• CHALLENGE: Put the rows below into a numbered list, leaving out any blank lines.

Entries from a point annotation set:

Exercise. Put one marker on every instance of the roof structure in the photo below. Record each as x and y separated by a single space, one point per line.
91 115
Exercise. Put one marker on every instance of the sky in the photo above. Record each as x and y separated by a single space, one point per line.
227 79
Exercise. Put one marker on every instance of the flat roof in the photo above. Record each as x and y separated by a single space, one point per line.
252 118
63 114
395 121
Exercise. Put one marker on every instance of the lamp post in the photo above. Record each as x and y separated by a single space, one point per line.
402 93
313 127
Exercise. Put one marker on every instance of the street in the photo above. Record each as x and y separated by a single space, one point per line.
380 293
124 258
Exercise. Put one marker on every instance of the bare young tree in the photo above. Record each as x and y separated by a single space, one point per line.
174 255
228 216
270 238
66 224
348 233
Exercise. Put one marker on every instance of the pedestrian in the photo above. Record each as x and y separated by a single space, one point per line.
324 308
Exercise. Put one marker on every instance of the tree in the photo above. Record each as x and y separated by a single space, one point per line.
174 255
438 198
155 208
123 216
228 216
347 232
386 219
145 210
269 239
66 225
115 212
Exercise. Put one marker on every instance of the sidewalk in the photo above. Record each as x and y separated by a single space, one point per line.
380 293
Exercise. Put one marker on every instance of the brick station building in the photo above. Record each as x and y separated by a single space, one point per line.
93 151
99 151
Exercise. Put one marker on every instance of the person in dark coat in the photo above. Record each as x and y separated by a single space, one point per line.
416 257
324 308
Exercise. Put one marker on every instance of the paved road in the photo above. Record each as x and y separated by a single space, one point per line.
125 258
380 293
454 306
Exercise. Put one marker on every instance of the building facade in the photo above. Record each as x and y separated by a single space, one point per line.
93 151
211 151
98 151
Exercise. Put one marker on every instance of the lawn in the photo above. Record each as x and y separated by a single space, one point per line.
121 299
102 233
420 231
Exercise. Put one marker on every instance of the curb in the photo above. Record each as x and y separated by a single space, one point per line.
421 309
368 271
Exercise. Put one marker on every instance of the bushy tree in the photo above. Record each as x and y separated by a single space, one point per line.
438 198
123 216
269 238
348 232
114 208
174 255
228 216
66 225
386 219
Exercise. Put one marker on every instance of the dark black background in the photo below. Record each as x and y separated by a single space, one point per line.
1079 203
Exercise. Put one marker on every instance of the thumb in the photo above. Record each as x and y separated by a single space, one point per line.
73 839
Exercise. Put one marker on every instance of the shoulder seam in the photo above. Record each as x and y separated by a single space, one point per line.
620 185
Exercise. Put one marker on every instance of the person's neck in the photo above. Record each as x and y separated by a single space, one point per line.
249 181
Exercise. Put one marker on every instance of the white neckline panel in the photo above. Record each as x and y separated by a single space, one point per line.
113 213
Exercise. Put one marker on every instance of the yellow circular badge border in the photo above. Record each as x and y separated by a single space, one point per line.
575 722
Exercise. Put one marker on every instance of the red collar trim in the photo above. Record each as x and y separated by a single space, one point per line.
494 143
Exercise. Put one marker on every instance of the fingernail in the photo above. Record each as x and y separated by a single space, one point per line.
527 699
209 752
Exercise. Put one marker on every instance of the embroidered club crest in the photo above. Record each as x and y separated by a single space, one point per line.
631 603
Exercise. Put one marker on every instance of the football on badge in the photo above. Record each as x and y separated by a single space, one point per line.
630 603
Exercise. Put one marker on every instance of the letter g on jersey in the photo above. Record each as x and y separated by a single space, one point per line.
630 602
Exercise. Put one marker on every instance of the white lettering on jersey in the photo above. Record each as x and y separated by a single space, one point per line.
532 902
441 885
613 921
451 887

• SOLUTION FOR THIS EXERCISE:
1. Exercise. Put one marker on every instance of the roof structure in the photo below. Record each as x and y separated by a single space, one point per line.
2. 91 115
3. Exercise. Put one marker on every instance of the sky in the photo above. Record each as x and y separated by a single space, one point per line.
4. 227 79
5. Exercise. Put one marker on every instance of the flat roof in the photo above. Record each as x and y separated by a single space, one point per line.
6. 252 118
7. 63 114
8. 395 121
9. Exercise. Put one marker on every instance of the lamp post in the photo above. Record each as x and y separated by a single space, one point per line.
10. 402 93
11. 313 127
12. Exercise. Put one marker on every instance of the street in the photo above. Record each as x and y separated by a single space, one point per line.
13. 380 293
14. 124 258
15. Exercise. Put one marker on every instance of the bare young tree in the photo above. Record each as x and y separated by a single space, one point per line.
16. 174 255
17. 228 216
18. 270 238
19. 66 224
20. 348 233
21. Exercise. Put one marker on every instance of the pedestrian in the photo above. Record each as x and y separated by a single space, one point per line.
22. 324 308
23. Exercise. Put one marker on every instance of the tree in the photo above. Record each as x and y separated by a single space, one point per line.
24. 174 255
25. 438 198
26. 155 208
27. 123 216
28. 228 216
29. 347 232
30. 386 219
31. 145 210
32. 269 239
33. 66 225
34. 115 212
35. Exercise. Put one marker on every instance of the sidewalk in the photo above. Record each as x and y separated by a single space, one point per line.
36. 380 293
37. Exercise. Put one marker on every instance of the brick station building in the photo above. Record each as x and y separated by a single space, one point per line.
38. 93 151
39. 99 151
40. Exercise. Put one marker on every instance of the person in dark coat in the photo above. Record each as x and y separated by a single space, one point per line.
41. 416 257
42. 324 308
43. Exercise. Put one marker on every instance of the paved road in the photo above. Record each as x and y separated by a single space, one point per line.
44. 125 258
45. 380 293
46. 454 306
47. Exercise. Put one marker on every instance of the building facade in the photo above. Record each as x and y separated by a single space, one point per line.
48. 93 151
49. 211 151
50. 98 151
51. Exercise. Put one marker on every instance of the lawn in the photo above. Record each as x and y separated by a single space, one point per line.
52. 121 299
53. 102 233
54. 420 231
55. Exercise. Put one marker on every instance of the curb in the photo above. Record each as x and y separated by a single space, one point per line.
56. 421 309
57. 368 271
58. Exercise. Put one marker on every instance of the bushy tree in the photo above. Record each as x and y separated by a single space, one point per line.
59. 438 198
60. 123 216
61. 269 238
62. 348 232
63. 114 208
64. 174 255
65. 228 216
66. 66 225
67. 386 219
68. Exercise. Put one marker on every instance of the dark black background in the photo below. Record each as x and y separated by a single space, one point per line.
69. 1079 203
70. Exercise. Put one marker on every instance of the thumb in the photo above. Record each as x and y separated by a single space, one point per line.
71. 73 839
72. Exercise. Put one marker on every instance of the shoulder seam in the photo above. Record each as x and y separated by a single space, one point per line.
73. 620 185
74. Exercise. Put one marker on every instance of the person's neck in the photo above. Record each as x and y separated by a single space, one point per line.
75. 249 181
76. Exercise. Put one marker on every instance of the white neckline panel in the photo above. Record each as x and y separated by a single space, one point per line.
77. 113 213
78. Exercise. Put one marker on every instance of the yellow circular badge border in the photo above. Record each as x and y separated by a single space, one point per line.
79. 575 722
80. Exercise. Put one marker on every instance of the red collar trim in the photo above. Record each as x and y separated by a single space, one point per line.
81. 494 143
82. Exercise. Put one marker on every instance of the fingernail in the photo above. Record each as x and y separated by a single space, one point per line.
83. 527 699
84. 209 752
85. Exercise. Put one marker on every instance of the embroidered club crest in the photo above. Record each as x and y separated by a single space, one point per line.
86. 631 603
87. Exercise. Put one marker on every instance of the football on badge in the photo above. Record each as x and y separated by a single space, one point per line.
88. 630 603
89. Exercise. Put one marker on every instance of the letter g on jersey in the photo above. Record each as x and y separated by a single space, one point per line.
90. 630 602
91. Exercise. Put one marker on every instance of the white lettering on jersey in the photo above. Record each as x and y separated by a single space, one point per line.
92. 532 902
93. 441 885
94. 613 921
95. 451 887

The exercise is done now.